Set of tasks
1. In the country music book description, where do contributors look at the creation of country culture?
2. Translate this sentence from the country music book description into Spanish: "Historians, sociologists, musicologists, folklorists, anthropologists, ethnographers, communication specialists, and journalists are all represented."
3. Carry on the country music book description, picking up right after the final sentence of its excerpt.

Selection
● ● ● ● ●

All That Glitters: Country Music in America

All That Glitters: Country Music in America

All That Glitters: Country Music in America

All That Glitters: Country Music in America

Synopsis

This collection of essays examines modern country music in America, from its roots to today's music. Contributors look at aspects of the music as diverse as the creation of country culture in the honky tonk; the development of the Nashville music industry; and why country music singers are similar to the English romantic poets. Historians, sociologists, musicologists, folklorists, anthropologists, ethnographers, communication specialists, and journalists are all represented.

Excerpt

Crude with a tang of the Indian wilderness, strong with the strength of the mountains, yet, in a way, mellowed with the flavor of Chaucer's time—surely this is folk-song of a high order. May it not one day give birth to a music that shall take a high place among the world's great schools of expression?

● ● ● ● ●

Dataset excerpts
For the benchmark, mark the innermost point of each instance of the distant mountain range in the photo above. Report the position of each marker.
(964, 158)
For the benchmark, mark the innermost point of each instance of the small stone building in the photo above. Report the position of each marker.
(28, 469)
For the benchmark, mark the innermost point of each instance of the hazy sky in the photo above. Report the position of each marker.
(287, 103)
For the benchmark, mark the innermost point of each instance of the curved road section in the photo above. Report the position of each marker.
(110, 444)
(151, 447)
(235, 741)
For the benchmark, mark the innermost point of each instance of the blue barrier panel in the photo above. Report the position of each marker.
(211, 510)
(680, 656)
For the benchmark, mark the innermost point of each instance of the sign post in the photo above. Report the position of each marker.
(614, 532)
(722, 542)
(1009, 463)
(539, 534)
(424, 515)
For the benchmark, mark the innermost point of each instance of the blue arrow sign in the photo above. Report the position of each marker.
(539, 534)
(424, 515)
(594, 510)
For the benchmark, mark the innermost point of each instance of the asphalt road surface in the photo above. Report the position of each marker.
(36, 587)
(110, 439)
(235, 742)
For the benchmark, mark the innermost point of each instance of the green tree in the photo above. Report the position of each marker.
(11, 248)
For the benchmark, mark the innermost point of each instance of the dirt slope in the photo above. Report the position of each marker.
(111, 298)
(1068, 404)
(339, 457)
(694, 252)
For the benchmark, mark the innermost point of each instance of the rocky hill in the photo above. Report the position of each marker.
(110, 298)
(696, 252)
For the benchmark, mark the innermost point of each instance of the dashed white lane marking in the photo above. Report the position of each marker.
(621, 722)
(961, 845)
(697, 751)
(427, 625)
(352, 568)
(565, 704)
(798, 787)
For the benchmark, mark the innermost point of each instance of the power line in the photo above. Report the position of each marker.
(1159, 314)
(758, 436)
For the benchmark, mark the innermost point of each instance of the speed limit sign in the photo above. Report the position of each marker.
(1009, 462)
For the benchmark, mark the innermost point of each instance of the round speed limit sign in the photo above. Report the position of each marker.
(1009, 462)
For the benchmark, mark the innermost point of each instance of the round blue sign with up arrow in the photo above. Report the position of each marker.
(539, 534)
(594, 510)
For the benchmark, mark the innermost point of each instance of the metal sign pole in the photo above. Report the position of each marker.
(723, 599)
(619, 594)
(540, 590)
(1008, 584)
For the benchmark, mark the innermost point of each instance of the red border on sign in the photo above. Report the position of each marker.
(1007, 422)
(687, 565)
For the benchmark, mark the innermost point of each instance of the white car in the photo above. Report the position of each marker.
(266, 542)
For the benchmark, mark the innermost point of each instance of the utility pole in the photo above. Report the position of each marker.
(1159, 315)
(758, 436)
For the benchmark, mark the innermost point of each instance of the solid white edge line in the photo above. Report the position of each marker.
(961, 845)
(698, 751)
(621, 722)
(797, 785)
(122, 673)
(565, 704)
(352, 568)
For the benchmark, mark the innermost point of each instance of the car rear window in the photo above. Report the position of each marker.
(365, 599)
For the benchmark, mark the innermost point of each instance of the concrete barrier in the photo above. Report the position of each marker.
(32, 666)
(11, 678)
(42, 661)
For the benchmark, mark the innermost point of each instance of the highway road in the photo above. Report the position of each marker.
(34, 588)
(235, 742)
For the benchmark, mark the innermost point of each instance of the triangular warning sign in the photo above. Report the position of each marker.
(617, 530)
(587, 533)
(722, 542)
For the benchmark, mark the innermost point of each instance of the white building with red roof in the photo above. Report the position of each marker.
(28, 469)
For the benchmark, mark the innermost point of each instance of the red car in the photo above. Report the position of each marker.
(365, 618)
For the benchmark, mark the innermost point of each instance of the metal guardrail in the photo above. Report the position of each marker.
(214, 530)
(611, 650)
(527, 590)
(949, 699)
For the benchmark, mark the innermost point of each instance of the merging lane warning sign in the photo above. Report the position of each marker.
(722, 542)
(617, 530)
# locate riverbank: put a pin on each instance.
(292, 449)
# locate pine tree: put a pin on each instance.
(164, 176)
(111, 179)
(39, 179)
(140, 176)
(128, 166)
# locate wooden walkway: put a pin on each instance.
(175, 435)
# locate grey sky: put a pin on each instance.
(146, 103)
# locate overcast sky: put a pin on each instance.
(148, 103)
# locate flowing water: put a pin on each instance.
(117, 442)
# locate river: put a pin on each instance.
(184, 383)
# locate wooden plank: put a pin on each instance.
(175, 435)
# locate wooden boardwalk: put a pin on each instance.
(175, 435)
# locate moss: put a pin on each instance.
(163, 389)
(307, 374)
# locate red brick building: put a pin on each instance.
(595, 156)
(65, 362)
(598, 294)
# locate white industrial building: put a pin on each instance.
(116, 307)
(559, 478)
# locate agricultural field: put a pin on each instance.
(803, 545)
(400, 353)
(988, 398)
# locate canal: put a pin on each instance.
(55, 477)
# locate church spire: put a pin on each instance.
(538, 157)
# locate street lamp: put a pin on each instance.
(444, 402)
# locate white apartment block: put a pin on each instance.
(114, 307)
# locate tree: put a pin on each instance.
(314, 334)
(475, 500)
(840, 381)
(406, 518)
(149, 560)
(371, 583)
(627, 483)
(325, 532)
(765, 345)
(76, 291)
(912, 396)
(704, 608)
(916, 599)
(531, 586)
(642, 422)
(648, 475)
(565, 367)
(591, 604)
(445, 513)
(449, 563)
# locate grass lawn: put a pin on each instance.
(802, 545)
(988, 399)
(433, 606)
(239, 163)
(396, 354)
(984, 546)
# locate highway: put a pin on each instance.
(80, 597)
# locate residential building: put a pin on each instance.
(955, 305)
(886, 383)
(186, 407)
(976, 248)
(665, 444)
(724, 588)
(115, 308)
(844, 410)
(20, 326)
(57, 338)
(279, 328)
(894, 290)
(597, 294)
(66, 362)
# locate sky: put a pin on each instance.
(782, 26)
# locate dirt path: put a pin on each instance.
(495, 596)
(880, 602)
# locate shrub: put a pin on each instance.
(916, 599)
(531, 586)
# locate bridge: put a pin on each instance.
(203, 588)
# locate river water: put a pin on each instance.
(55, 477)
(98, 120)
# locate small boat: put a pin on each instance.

● ● ● ● ●

Answers for the exercise
1. In the honky tonk.

2. Historiadores, sociólogos, musicólogos, folcloristas, antropólogos, etnógrafos, especialistas en comunicación y periodistas están todos representados.

3.
The Spirit of the Mountains Emma B. Miles, 1905

It was cold that Tuesday night in Nashville, and the Exit In was nearly deserted. Although December had not yet arrived, it had snowed—was still snowing lightly—and the streets of Music City were white and quiet. On this night in 1973, I sat with Steve Goodman, who was drinking bourbon and working on something he called the ultimate country and western song. Steve had already gotten prison, mama, pickup trucks and trains into it. He was working hard on rain and lost love.

On stage, the singer began a tune that had been a hit for him nine years before. Steve stopped talking and listened, his dark eyes glowing. "Damn!" he finally said. "That guy's so good! You know his stuff?"

I nodded, but Steve had turned back to the singer. "It's the touch," he said softly, as if in a dream. "With the great ones, it's in the touch."

The Touch is something you recognize when you hear it. Hank Williams' cry as he moaned the blues, the high lonesome sound of Bill Monroe's bluegrass, or the manic rush of Carl Perkins' rock-a-billy classic, "Dixie Fried." It's also present in the work of contemporary artists. Listen to Randy Travis' quiet despair in "Diggin' Up Bones," the weary desolation of Emmylou Harris' "Boulder To Birmingham," or the bright bluegrass fiddle of Alison Krauss on her "Too Late To Cry" album.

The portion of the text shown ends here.